Instruction 1
Show every line in the entries below that contains the string "black", treating uppercase and lowercase letters as different.

==== Page ====

Partner-first, EU EMI, regional PI — when each makes sense.

I
I. Kovalchuk
Head of Regulatory · Coreal
Mar 15, 202613 min

The licensing decision is a product decision

Every fintech that crosses a border faces the same question: do we operate under the home country license with passporting, partner with a locally-licensed entity, or obtain a new license in the target market? The answer depends on the product, the volume, the regulator relationship, and the time horizon.

Coreal's recommendation for Wave 1 of a new market is almost always: partner first. Use an existing licensed entity — a local bank, a payment institution, an existing EMI — to get to market in 90 days. Prove the product. Build the regulator relationship. Then, if the market justifies it, obtain own licenses at Wave 2 or Wave 3.

Partner-first: the mechanics

Under a partner-first structure, the licensed entity is the principal. Coreal is the technology provider. The telco is the distribution channel. The customer agreement is with the licensed entity. The branded product is the telco's. The ledger, the BPM, and the compliance controls are Coreal's.

The key contractual elements: a white-label agreement between the licensed entity and the product entity (the JV), a technology services agreement between the JV and Coreal, and a distribution agreement between the JV and the telco. Each agreement must be reviewed by the licensed entity's regulator — typically as a material outsourcing notification.

==== Excerpted records ====

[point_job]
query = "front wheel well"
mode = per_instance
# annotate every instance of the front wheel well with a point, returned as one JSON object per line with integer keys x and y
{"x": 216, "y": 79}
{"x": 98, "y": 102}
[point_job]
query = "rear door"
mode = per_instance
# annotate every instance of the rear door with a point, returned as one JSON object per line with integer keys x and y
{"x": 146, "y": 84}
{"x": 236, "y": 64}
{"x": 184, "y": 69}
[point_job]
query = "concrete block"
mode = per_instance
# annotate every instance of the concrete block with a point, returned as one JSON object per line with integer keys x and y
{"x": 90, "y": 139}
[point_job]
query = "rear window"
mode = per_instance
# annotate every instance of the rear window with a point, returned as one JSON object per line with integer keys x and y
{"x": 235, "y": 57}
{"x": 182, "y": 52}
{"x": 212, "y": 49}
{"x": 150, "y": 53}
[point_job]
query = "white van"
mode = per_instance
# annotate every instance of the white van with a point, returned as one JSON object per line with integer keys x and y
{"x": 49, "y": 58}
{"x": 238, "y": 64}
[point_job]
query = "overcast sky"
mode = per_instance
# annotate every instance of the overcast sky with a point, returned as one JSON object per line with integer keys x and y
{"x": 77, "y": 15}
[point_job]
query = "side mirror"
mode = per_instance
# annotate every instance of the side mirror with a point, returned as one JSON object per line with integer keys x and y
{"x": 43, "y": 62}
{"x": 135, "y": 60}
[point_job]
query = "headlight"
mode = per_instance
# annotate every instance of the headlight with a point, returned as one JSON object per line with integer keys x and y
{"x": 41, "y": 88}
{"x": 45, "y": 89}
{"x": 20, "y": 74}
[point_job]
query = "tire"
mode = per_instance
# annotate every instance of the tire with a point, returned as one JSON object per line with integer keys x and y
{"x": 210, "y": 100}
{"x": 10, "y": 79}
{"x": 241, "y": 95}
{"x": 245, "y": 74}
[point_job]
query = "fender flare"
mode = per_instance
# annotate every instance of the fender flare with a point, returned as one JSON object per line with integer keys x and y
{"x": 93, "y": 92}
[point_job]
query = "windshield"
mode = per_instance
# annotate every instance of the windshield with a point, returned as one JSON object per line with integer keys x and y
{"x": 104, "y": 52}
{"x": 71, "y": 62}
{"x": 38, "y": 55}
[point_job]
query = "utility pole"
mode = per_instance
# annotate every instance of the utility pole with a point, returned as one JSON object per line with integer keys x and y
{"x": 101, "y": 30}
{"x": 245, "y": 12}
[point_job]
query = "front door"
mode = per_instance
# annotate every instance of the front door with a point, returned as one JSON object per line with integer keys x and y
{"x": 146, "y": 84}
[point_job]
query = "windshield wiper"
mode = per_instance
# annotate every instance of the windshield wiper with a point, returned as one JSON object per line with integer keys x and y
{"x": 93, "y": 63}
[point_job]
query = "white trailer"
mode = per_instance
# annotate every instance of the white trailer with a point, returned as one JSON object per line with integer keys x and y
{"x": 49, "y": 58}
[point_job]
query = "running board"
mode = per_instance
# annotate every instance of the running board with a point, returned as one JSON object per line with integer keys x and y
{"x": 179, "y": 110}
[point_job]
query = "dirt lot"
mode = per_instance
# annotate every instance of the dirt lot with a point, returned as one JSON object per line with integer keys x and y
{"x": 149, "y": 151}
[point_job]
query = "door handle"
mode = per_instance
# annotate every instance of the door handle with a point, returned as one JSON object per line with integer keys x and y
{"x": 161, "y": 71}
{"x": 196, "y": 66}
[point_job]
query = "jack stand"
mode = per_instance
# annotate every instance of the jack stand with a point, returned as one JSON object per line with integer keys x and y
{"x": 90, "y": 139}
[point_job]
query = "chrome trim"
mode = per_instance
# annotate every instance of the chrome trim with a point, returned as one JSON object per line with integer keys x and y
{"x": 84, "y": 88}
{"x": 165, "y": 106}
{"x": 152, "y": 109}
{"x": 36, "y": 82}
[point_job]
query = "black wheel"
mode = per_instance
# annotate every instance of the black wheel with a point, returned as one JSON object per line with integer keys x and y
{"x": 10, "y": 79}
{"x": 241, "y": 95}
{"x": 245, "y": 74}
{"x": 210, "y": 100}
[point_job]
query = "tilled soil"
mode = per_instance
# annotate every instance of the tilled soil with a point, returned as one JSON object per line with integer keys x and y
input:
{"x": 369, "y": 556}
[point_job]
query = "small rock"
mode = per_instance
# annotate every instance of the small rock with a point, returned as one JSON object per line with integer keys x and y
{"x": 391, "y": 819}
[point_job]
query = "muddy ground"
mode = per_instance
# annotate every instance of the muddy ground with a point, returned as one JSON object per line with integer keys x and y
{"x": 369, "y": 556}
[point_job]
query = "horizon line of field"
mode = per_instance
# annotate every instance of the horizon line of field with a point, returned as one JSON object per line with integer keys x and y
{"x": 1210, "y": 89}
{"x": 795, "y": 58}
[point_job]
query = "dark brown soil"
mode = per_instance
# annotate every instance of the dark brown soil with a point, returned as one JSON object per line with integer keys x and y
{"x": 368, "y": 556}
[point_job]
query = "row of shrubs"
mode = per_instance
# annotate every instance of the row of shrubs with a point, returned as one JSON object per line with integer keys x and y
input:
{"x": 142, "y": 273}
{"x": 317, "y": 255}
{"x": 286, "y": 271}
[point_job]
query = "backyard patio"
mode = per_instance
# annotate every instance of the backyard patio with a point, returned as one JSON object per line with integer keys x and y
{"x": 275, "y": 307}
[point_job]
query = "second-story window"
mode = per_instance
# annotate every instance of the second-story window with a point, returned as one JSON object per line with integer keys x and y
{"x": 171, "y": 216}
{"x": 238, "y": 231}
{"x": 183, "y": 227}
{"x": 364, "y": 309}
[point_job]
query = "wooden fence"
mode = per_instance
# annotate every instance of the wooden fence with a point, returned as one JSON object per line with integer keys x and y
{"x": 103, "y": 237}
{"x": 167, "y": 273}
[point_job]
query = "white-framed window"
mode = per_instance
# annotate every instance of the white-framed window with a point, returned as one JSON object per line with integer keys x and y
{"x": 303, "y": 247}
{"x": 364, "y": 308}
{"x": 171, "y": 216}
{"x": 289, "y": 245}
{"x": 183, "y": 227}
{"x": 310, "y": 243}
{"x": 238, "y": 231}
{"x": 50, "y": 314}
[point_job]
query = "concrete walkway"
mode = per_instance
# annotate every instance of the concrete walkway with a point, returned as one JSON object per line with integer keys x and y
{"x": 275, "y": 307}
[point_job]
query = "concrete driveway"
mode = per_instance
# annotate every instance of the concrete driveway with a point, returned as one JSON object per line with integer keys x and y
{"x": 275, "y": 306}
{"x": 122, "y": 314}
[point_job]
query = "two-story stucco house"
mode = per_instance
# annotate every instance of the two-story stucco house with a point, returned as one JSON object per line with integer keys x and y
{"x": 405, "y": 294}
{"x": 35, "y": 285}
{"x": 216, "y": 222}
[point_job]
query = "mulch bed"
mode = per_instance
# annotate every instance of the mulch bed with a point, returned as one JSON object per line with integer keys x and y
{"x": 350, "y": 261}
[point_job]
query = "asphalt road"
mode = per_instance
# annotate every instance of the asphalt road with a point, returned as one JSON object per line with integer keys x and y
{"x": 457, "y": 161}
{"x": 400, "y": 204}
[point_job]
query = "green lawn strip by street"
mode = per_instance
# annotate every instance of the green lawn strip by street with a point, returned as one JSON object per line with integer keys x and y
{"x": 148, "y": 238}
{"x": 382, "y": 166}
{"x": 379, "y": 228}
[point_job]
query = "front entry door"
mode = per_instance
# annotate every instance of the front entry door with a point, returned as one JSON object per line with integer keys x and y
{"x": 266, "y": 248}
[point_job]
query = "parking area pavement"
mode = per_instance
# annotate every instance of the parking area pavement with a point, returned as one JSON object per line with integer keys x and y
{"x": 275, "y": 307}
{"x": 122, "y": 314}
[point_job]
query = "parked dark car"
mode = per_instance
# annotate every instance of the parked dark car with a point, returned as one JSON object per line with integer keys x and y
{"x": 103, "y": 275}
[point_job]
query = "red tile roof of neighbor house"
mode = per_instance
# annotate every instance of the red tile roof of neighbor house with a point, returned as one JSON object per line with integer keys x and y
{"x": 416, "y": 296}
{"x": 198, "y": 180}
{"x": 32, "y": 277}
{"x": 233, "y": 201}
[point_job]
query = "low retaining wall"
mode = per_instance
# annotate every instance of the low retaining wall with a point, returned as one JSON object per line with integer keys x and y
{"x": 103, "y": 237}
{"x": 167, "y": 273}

====

Instruction 2
Extract word for word the part of the licensing article above that opens with the words containing "The key contractual" and closes with "material outsourcing notification.".

Worked solution 1
query = "black wheel"
# annotate every instance of the black wheel with a point, returned as one JSON object per line with integer keys x and y

Worked solution 2
The key contractual elements: a white-label agreement between the licensed entity and the product entity (the JV), a technology services agreement between the JV and Coreal, and a distribution agreement between the JV and the telco. Each agreement must be reviewed by the licensed entity's regulator — typically as a material outsourcing notification.